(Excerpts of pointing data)
'''
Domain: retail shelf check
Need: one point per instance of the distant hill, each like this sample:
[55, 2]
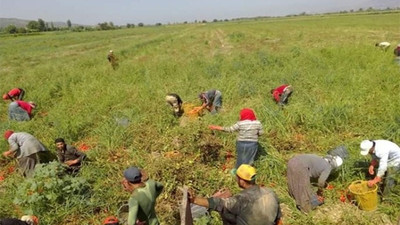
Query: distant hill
[22, 23]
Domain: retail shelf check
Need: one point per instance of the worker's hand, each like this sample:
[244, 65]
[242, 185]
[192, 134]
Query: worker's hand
[371, 169]
[223, 193]
[374, 181]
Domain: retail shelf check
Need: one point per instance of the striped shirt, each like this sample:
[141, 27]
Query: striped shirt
[248, 130]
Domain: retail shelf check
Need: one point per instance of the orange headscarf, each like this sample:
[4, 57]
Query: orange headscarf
[247, 114]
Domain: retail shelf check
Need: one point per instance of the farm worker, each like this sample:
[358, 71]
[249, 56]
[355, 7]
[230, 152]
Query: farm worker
[397, 50]
[20, 110]
[386, 154]
[28, 150]
[383, 45]
[111, 220]
[112, 59]
[255, 205]
[249, 129]
[69, 155]
[14, 94]
[300, 169]
[176, 103]
[211, 100]
[25, 220]
[143, 199]
[282, 93]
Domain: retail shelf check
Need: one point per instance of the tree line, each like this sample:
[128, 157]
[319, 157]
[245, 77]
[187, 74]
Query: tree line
[41, 26]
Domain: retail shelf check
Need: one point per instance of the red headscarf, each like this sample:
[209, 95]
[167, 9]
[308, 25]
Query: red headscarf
[7, 134]
[247, 114]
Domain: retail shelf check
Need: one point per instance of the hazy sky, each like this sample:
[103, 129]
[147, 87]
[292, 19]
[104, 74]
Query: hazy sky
[120, 12]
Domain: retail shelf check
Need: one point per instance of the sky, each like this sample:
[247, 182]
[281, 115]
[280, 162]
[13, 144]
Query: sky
[121, 12]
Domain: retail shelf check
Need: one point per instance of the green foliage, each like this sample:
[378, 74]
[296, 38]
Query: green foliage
[33, 25]
[50, 186]
[11, 29]
[345, 90]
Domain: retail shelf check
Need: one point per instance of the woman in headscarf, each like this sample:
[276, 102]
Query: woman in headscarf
[249, 129]
[20, 110]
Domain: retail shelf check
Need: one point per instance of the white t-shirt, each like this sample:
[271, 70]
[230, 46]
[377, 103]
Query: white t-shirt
[388, 154]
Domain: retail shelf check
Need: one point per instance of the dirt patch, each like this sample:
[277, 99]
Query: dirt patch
[344, 213]
[209, 147]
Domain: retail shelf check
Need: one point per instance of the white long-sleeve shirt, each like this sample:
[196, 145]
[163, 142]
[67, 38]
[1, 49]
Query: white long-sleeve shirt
[388, 154]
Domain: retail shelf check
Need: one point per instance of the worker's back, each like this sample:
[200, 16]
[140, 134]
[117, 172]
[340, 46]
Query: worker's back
[259, 206]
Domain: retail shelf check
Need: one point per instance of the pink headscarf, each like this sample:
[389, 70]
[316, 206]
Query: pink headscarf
[8, 133]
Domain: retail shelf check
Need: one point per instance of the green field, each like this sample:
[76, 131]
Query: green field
[346, 90]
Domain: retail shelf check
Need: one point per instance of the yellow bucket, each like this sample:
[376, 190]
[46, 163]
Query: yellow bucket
[366, 197]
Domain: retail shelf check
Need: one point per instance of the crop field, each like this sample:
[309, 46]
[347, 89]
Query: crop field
[345, 90]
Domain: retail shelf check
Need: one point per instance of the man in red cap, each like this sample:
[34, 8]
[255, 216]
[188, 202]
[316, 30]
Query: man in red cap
[20, 110]
[14, 94]
[26, 148]
[249, 129]
[282, 93]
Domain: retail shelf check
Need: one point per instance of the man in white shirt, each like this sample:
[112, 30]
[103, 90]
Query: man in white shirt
[386, 154]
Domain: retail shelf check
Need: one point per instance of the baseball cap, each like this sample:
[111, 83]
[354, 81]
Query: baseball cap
[133, 175]
[246, 172]
[365, 146]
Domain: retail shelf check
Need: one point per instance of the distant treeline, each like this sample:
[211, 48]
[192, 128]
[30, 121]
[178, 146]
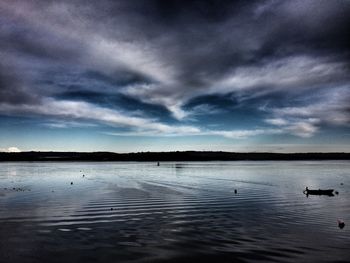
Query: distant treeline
[168, 156]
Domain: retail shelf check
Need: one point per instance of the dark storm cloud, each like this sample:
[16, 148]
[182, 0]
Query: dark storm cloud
[192, 58]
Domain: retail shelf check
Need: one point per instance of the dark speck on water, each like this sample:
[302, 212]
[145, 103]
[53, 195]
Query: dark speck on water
[136, 212]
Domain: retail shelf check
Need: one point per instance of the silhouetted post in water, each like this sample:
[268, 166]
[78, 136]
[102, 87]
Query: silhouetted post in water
[341, 224]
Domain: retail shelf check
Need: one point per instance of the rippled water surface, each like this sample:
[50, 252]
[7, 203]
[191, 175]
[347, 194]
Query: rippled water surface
[175, 212]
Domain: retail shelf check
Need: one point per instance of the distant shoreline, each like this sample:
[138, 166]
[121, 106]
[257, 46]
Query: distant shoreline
[169, 156]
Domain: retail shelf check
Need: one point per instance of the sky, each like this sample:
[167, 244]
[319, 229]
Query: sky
[155, 75]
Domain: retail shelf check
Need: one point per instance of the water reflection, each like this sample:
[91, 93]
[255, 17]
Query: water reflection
[142, 212]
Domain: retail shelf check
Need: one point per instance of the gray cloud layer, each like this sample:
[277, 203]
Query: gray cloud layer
[169, 52]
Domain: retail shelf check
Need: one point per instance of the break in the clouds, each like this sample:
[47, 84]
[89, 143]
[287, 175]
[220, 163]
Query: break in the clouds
[231, 69]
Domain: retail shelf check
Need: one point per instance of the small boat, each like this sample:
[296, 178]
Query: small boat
[328, 192]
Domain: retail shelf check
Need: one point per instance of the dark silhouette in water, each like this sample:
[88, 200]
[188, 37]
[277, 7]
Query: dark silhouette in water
[328, 192]
[341, 224]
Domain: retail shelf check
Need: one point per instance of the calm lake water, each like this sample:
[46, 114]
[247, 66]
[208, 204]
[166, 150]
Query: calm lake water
[177, 212]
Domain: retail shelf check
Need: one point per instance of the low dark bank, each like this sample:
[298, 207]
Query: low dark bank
[168, 156]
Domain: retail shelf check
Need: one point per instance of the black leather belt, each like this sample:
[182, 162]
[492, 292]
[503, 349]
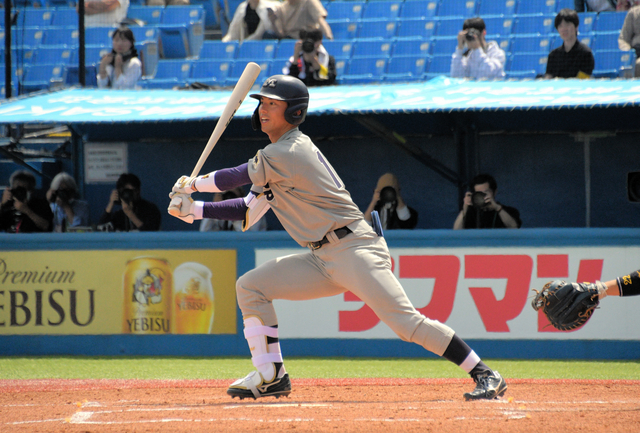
'''
■ EXERCISE DESCRIPTION
Find every line in the records above that contains the word "farm", and copy each of those lines.

■ RESULT OF THE EXERCISE
Need: one point per instance of the farm worker, each like this sample:
Query: farm worker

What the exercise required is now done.